Will you copy each of the entries below word for word, keeping every line in its original order?

*** Extracted data

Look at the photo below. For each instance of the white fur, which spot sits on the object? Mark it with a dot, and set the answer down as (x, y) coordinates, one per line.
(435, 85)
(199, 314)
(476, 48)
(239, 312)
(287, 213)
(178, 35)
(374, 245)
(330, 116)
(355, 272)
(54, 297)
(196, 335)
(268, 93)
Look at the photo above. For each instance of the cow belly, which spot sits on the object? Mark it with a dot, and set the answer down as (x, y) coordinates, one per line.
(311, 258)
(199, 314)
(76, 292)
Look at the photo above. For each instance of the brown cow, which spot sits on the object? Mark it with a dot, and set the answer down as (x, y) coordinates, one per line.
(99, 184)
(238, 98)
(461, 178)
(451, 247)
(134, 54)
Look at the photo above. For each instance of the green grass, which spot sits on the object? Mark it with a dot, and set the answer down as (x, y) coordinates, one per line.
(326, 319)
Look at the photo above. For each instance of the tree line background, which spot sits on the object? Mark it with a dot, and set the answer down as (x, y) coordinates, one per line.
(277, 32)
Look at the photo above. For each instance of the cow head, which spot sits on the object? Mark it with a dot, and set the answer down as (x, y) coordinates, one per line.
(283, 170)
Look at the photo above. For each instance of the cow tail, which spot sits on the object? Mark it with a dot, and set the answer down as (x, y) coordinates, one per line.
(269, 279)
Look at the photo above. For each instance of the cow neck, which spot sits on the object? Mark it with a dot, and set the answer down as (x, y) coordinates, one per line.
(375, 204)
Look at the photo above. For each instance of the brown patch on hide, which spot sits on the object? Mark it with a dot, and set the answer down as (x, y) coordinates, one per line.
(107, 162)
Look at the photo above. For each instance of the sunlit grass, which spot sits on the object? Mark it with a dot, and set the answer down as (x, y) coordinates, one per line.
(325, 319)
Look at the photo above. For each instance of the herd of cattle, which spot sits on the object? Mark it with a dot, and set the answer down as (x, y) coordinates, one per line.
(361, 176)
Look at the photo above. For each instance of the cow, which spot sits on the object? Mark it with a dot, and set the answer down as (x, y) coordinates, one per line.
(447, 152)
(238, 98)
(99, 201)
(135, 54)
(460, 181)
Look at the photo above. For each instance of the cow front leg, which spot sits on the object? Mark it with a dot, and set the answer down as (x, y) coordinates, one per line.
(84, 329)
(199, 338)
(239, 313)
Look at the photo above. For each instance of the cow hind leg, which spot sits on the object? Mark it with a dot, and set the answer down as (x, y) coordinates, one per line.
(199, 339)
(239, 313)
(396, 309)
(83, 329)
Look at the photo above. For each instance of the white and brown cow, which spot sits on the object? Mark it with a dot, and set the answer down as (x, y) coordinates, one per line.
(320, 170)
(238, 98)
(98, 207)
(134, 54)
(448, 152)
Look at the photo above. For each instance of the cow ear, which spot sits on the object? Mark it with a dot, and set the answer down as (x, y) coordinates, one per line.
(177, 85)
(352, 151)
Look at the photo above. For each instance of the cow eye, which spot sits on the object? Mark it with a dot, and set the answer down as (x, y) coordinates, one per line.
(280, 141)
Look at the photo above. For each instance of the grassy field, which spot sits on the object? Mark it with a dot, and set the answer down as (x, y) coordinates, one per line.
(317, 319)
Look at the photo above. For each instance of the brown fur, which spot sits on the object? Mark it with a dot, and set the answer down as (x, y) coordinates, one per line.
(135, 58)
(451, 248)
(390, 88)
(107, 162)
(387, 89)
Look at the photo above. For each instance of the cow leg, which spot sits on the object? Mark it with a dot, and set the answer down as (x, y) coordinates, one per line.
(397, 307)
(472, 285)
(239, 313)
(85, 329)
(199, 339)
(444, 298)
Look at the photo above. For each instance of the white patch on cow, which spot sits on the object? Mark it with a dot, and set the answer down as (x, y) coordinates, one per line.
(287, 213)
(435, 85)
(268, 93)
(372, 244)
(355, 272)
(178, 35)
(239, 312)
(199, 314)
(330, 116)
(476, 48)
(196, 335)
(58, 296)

******

→ **Answer for the task**:
Look at the photo below. For each instance of the white fur, which spot sits on the object? Mark it with a dot, and set the answer down as (x, y) coordinates, one per line.
(435, 85)
(199, 314)
(476, 48)
(239, 312)
(287, 213)
(178, 35)
(374, 245)
(330, 116)
(355, 272)
(54, 297)
(196, 335)
(268, 93)
Look at the photo above. For each instance of the cow belly, which spot sits on the object? Mark it with a dot, and set the answer down as (x, y) coordinates, one per line.
(311, 258)
(199, 314)
(76, 292)
Look at the photo above. For each instance of the brown cow, which spot sits on the object? Mark it with a dot, and set the answer down as (x, y) coordinates, one per line.
(99, 184)
(238, 98)
(461, 178)
(451, 247)
(134, 54)
Look at the photo above. For each instance of the green grass, which spot sits on the object? Mark it with a dot, and set the answer down as (x, y) coordinates, one per line.
(326, 319)
Look at the photo above. For each instance of the tree line background, which spot sits on the object? Mark it with a dot, and set the answer down as (x, y) coordinates, one per line.
(277, 32)
Look at the photo above. For each instance of the cow head, which spot sits on the object? Mark it with a dot, and set the answer down as (x, y) coordinates, one per line.
(283, 170)
Look at the photo above. For each instance of the cow tail, which spot sits on the object? Mark it with a dot, and set the answer down as (x, y) coordinates, one per line.
(269, 279)
Look at the photo above. For each instance of the cow neck, which spot sits on the object? Mark it with a dot, and set the answer down as (x, y) coordinates, one per line.
(375, 204)
Look at the photo above. For each instance of the brown patch on hide, which spot sits on the object? Mark it with a dot, and set the answer down as (x, y) coordinates, one per line.
(107, 162)
Look at the photo above. For each instance of the sunlit grass, which spot sits on the object? Mark it with a dot, and set the answer down as (x, y) coordinates, one per line.
(325, 319)
Look at the photo above. For each instance of the herd of cattle, which spot sits on the object? Mark it with a dot, and set the answer down as (x, y) coordinates, one per line.
(361, 176)
Look at the photo above. For each instance of the cow, which spot sits on the object? Mark it with a dot, and set the answer down as (x, y) coordinates, one per line.
(447, 152)
(238, 98)
(99, 201)
(135, 54)
(460, 181)
Look at the photo above. For each instance of the cow front leg, which spot sits on the object? Mark it with a dot, and set the answer down as (x, y) coordinates, one per line.
(84, 329)
(199, 338)
(239, 313)
Look at the photo above. For each instance of the cow hind leg, which spot sits on the object? Mark it with a dot, and set the answer down as (x, y) coordinates, one per line.
(199, 339)
(239, 313)
(396, 309)
(83, 329)
Look at the photo above. For each instance of the white and brown cow, which spot sits on the object? Mark it with a dot, and set the answer down as (x, y) coordinates, one per line.
(320, 170)
(238, 98)
(98, 207)
(134, 54)
(448, 152)
Look at the photo above. For each instance of the cow ear, which spot sits on the object? Mark it with a dot, and set the answer down as (x, y) coordinates, one per line.
(177, 85)
(352, 151)
Look at the photo above. For each instance of the cow eye, which spot sits on the object? Mark it with a dot, and set the answer down as (x, y) coordinates, one per line.
(280, 141)
Look at the photo above. For each instance of the grassy field, which spot sits on the object? Mark it with a dot, and set the answer down as (x, y) coordinates, one per line.
(317, 319)
Look at the photo above. For each instance of the brown fur, which spot sits on the object? Mark it with a dot, and set the answer down as (x, y) coordinates, one per line.
(135, 58)
(451, 248)
(390, 88)
(107, 162)
(387, 89)
Look at the photo above. For each instance of the cow leg, which spot sits on the object? Mark it with a dot, and set the answer down as (x, y) coordinates, one per line.
(397, 307)
(472, 285)
(239, 313)
(85, 329)
(199, 339)
(444, 298)
Look at the photo above. For each instance of the white patch on cow, which spot sits on the object? Mark it with a dot, and set the answer down as (x, y) coordinates, one per line.
(287, 213)
(435, 85)
(268, 93)
(372, 244)
(355, 272)
(178, 35)
(239, 312)
(199, 314)
(330, 116)
(476, 48)
(196, 335)
(58, 296)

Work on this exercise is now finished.